Task goal
Transcribe, word for word and without additions, each line below from the one containing "Find the exact" through the one containing "24L65 87L68 137L10", both ends included.

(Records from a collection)
++++
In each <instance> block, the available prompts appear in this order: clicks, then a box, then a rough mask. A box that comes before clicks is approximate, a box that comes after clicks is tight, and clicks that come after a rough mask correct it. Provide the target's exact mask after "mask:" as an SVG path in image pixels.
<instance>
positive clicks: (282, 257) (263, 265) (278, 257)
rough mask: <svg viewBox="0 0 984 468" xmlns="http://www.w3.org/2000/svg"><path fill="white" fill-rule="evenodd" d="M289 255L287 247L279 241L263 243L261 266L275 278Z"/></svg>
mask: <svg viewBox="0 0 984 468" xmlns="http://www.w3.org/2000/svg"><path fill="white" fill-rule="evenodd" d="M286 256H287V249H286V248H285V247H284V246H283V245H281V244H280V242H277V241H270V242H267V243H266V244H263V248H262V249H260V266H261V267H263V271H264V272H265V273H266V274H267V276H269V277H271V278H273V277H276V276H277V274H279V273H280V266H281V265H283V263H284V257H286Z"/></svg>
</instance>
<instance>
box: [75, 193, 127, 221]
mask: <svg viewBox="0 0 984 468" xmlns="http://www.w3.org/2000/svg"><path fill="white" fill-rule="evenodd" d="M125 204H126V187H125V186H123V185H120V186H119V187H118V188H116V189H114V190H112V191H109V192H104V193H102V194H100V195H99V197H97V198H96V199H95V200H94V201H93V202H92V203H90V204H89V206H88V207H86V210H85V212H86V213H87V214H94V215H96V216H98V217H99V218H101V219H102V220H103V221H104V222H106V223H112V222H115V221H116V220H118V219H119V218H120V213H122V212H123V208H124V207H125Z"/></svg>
++++
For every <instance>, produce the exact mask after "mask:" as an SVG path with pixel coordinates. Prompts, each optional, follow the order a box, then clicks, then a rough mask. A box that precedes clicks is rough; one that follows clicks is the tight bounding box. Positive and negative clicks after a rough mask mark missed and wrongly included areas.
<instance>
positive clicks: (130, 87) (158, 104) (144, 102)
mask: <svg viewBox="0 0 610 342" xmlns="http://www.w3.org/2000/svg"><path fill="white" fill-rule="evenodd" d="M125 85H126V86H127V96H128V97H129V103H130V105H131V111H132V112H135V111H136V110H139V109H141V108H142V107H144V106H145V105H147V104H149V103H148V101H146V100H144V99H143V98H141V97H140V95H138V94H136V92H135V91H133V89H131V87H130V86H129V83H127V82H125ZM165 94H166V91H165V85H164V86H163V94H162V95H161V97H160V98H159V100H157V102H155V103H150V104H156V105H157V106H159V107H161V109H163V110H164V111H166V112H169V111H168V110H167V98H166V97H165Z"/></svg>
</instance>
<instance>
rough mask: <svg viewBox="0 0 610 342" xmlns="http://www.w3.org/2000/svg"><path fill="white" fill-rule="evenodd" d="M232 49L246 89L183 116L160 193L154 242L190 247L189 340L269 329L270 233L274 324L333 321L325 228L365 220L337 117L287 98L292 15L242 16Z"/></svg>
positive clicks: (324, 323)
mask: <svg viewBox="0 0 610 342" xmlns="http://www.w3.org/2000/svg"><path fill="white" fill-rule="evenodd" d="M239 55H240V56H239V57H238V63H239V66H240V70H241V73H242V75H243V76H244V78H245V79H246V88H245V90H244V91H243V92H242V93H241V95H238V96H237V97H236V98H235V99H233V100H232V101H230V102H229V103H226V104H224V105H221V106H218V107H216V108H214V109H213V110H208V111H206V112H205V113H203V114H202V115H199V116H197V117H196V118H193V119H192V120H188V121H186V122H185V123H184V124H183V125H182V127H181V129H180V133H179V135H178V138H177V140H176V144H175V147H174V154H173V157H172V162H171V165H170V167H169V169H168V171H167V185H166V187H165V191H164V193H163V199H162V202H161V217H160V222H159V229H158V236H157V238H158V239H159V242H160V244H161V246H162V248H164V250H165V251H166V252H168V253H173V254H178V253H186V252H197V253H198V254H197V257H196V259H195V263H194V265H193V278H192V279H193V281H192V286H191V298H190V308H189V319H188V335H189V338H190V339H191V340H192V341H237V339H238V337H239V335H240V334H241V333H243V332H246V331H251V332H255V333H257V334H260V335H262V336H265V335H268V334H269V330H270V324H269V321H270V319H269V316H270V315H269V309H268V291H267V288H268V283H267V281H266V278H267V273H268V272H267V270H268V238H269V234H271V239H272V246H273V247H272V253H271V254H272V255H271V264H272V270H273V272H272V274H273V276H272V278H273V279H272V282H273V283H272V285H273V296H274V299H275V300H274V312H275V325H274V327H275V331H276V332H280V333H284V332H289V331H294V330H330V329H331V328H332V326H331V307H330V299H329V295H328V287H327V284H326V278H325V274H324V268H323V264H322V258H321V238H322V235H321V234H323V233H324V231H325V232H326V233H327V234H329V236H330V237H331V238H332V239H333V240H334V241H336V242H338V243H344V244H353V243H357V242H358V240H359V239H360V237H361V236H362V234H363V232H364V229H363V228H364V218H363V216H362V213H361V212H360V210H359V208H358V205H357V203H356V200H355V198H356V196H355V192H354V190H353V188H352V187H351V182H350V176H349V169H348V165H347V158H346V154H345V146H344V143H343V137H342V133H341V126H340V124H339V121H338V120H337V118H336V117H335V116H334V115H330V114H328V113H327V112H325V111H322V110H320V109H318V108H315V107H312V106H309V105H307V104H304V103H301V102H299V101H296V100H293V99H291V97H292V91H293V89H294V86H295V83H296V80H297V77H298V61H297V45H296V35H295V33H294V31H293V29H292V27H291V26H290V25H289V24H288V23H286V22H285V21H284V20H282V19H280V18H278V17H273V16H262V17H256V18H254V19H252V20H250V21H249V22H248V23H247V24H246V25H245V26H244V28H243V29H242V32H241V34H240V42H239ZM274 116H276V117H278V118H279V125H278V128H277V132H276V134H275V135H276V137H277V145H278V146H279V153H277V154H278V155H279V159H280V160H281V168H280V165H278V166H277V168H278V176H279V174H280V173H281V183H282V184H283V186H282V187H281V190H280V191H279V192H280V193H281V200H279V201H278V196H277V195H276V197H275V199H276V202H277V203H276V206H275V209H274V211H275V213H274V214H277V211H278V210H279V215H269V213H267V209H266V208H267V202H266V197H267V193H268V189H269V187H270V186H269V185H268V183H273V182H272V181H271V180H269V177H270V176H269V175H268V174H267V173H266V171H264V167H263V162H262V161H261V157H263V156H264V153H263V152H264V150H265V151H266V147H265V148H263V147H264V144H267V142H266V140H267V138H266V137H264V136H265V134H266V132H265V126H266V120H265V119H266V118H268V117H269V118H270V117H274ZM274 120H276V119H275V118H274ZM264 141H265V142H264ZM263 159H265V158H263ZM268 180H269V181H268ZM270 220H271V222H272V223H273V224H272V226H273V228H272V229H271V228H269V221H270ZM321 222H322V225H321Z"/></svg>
++++
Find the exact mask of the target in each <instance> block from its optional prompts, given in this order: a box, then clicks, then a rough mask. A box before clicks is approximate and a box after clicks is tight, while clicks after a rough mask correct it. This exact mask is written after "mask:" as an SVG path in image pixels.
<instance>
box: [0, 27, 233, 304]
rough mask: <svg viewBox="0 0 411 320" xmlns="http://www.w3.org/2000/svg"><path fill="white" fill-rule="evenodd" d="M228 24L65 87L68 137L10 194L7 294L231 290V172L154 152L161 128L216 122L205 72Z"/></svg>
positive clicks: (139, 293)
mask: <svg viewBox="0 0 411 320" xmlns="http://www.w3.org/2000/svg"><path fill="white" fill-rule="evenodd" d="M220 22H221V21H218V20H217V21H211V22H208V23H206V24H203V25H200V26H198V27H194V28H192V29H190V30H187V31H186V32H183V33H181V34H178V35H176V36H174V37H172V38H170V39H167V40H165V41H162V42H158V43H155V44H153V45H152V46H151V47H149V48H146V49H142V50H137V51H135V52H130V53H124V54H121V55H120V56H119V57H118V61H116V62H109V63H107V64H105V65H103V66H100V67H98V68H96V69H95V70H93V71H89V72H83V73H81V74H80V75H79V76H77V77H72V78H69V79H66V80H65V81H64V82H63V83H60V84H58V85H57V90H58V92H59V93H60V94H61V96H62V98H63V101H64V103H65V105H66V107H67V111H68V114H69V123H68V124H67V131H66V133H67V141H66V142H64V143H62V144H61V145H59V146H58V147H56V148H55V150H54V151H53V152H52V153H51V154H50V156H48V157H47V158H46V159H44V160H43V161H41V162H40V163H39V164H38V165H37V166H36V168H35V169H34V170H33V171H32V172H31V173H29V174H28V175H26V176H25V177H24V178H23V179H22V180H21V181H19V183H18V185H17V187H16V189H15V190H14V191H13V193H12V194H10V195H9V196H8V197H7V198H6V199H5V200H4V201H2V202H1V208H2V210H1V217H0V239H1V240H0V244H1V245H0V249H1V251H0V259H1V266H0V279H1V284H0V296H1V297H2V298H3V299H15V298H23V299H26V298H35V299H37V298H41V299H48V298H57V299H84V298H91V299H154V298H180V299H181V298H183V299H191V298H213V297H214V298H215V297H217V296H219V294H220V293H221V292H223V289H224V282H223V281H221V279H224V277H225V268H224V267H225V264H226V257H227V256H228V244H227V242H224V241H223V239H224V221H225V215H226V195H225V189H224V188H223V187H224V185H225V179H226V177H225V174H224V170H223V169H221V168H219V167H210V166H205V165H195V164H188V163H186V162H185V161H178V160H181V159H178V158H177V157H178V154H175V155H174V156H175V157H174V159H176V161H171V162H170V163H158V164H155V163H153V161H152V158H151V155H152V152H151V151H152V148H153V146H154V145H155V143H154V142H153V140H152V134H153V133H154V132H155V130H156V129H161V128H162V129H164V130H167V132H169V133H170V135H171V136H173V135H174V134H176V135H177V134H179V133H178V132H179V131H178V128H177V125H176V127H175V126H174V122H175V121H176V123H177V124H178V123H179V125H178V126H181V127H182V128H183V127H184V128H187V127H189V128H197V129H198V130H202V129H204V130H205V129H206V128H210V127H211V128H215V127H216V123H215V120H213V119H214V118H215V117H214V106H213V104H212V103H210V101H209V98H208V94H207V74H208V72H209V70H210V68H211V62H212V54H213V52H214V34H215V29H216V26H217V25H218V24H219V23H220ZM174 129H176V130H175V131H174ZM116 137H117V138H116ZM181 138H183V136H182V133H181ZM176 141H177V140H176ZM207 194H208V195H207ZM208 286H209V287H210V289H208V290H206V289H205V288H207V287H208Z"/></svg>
++++
Answer to this exercise
Find the exact mask of the target in each <instance> block from its optional prompts, given in this order: a box, then clicks, then a rough mask. A box before clicks is approximate and a box after clicks is tight, while clicks after a rough mask correct it. This exact mask is written after "mask:" as an SVG path in image pixels.
<instance>
box: [0, 27, 233, 304]
rough mask: <svg viewBox="0 0 411 320" xmlns="http://www.w3.org/2000/svg"><path fill="white" fill-rule="evenodd" d="M228 24L65 87L68 137L10 194L7 294L231 290V172L154 152L161 128L216 122L205 72Z"/></svg>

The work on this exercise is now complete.